A comunidade de Trindade está sobreposta a duas unidades de conservação, o Parque Nacional da Serra de Bocaina e Área de Proteção Ambiental do Cairuçu. Após o acontecimento, os Trindadeiros realizam um movimento para ocupar as áreas da APA, que supostamente seriam da empresa, para que sejam desenvolvidas atividades de esporte, lazer e de cunho social e cultural, conforme garante a Lei Municipal 1828/2011. Conhecidas como ZULCEL, essas áreas nunca tiveram a finalidade que especifica a lei. Até o dia do crime, o local abrigava imóveis que serviam de alojamento para os seguranças da empresa. Após o ocorrido a comunidade de Trindade queimou as casas, derrubou as cercas, ocupou o local e agora reivindica o cumprimento da referida legislação.

__________________________________________________

Complete o seguinte:
- a) De acordo com o trecho sobre Trindade, a quais duas unidades de conservação a comunidade está sobreposta?
- b) Por favor, transcreva do trecho sobre Trindade a passagem que começa em "A comunidade de Trindade está" e termina em "da referida legislação.".

Dados fornecidos:
__________________________________________________

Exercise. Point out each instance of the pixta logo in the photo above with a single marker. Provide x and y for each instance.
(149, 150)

__________________________________________________

Respostas por tarefa:
- a) Ao Parque Nacional da Serra de Bocaina e à Área de Proteção Ambiental do Cairuçu.

- b)
A comunidade de Trindade está sobreposta a duas unidades de conservação, o Parque Nacional da Serra de Bocaina e Área de Proteção Ambiental do Cairuçu. Após o acontecimento, os Trindadeiros realizam um movimento para ocupar as áreas da APA, que supostamente seriam da empresa, para que sejam desenvolvidas atividades de esporte, lazer e de cunho social e cultural, conforme garante a Lei Municipal 1828/2011. Conhecidas como ZULCEL, essas áreas nunca tiveram a finalidade que especifica a lei. Até o dia do crime, o local abrigava imóveis que serviam de alojamento para os seguranças da empresa. Após o ocorrido a comunidade de Trindade queimou as casas, derrubou as cercas, ocupou o local e agora reivindica o cumprimento da referida legislação.